╭─ Text excerpt

In this problem, we will consider a simple two-dimensional heat transfer model. We start by assuming that we have some rectangular room of dimension \(n \times m\)  which we divide into a grid. Let's call the cell on the \(i^{th}\) row and the \(j^{th}\) column as \((i, j)\). Inside the grid, we will randomly scatter a handful of heaters. The initial temperature of the cell\((i, j)\) is denoted by \(T_{ij}^{0}\) which is \(1\) units if there is a heater, \(0\) units otherwise. At every step in time, there is some heat flow between a cell and its neighbours. The update equation of temperature of cells \((i, j)\) at time step \(z \rightarrow z + 1\) looks as

\(T_{ij}^{z + 1} = T_{ij}^{z} + \sum_{x,y \in neigbours}{k \times (T_{xy}^{z} - T_{ij}^{z})}\)

In the equation for updating the cell’s temperature, the constant \(k\)  simply represents the rate at which heat flows. The neighbors of cell \((i, j)\) are the cells which shares a side with cell \((i, j)\) i.e we consider only four neighbors (top, bottom, left, right).

Given the initial temperature of cells in the grid, Can you tell the temperature of cells after \(x\) time steps. Since the temperature of cells can be very large output the temperature modulo \(10^9 + 7\).

Constraints:

• \(2 \le n, m\le 10\)
• \(1 \le k \le 10\)
• \(1 \le x \le 10^9\)
• \(0 \le T_{ij}^{0} \le 1\)

Input Format:

The first line contains four space-separated integers \(n, m, k, \text{ and } x.\)

Next \(n\) lines contain \(m\) integers \(j^{th}\) interger in \(i^{th}\) line is \(T_{ij}^{0}\). The initial temperature of cell \((i, j)\).

Output Format:

Output \(n\)  lines, each containing \(m\) integer. \(j^{th}\) interger in \(i^{th}\) line denotes the temperature of cell \((i, j)\) after \(x\) time steps.

╰─
╭─ Records provided

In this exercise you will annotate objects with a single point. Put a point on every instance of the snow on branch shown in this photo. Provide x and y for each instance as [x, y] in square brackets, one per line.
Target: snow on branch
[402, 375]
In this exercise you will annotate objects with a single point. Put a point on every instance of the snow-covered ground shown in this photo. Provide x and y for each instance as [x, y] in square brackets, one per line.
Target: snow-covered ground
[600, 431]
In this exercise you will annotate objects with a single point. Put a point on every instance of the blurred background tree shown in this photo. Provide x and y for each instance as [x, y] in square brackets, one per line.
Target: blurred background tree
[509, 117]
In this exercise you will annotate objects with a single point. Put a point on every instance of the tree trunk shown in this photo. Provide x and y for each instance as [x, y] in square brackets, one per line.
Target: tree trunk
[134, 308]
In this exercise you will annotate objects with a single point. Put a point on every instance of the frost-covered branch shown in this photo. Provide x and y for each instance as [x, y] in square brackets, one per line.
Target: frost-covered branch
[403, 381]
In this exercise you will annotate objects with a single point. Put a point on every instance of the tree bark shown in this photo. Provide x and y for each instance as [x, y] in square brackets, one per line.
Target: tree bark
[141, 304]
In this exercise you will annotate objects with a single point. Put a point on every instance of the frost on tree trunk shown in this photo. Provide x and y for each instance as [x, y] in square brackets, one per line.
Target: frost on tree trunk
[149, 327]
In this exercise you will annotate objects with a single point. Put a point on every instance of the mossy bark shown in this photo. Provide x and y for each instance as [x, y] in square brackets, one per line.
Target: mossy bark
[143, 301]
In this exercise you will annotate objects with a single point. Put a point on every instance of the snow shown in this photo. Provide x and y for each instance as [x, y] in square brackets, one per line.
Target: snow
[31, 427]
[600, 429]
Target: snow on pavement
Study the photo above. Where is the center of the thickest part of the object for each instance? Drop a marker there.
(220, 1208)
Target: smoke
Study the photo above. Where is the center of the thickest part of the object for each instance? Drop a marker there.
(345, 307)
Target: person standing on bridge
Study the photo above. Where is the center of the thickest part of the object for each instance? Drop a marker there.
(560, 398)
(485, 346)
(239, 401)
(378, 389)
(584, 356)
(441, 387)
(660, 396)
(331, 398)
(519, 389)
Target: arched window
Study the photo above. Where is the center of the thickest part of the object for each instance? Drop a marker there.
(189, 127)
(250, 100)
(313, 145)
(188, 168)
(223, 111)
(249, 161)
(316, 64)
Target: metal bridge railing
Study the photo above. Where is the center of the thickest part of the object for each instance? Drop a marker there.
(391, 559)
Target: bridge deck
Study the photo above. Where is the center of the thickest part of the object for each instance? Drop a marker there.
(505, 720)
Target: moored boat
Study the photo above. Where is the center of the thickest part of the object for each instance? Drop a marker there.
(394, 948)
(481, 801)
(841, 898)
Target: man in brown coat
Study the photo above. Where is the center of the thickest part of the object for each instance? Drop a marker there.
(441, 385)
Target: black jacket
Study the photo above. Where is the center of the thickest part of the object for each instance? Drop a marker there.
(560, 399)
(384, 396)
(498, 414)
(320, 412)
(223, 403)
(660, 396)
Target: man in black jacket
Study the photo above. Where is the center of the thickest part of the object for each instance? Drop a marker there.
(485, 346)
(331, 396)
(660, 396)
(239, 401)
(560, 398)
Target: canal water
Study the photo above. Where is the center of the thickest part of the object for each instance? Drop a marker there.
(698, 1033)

╰─

◆ **Aim of the exercise**: Write out the part of the heat transfer problem above between "Next \(n\) lines" and "after \(x\) time steps.", inclusive, without changing any wording.

◆ **Task solution**:
Next \(n\) lines contain \(m\) integers \(j^{th}\) interger in \(i^{th}\) line is \(T_{ij}^{0}\). The initial temperature of cell \((i, j)\).

Output Format:

Output \(n\)  lines, each containing \(m\) integer. \(j^{th}\) interger in \(i^{th}\) line denotes the temperature of cell \((i, j)\) after \(x\) time steps.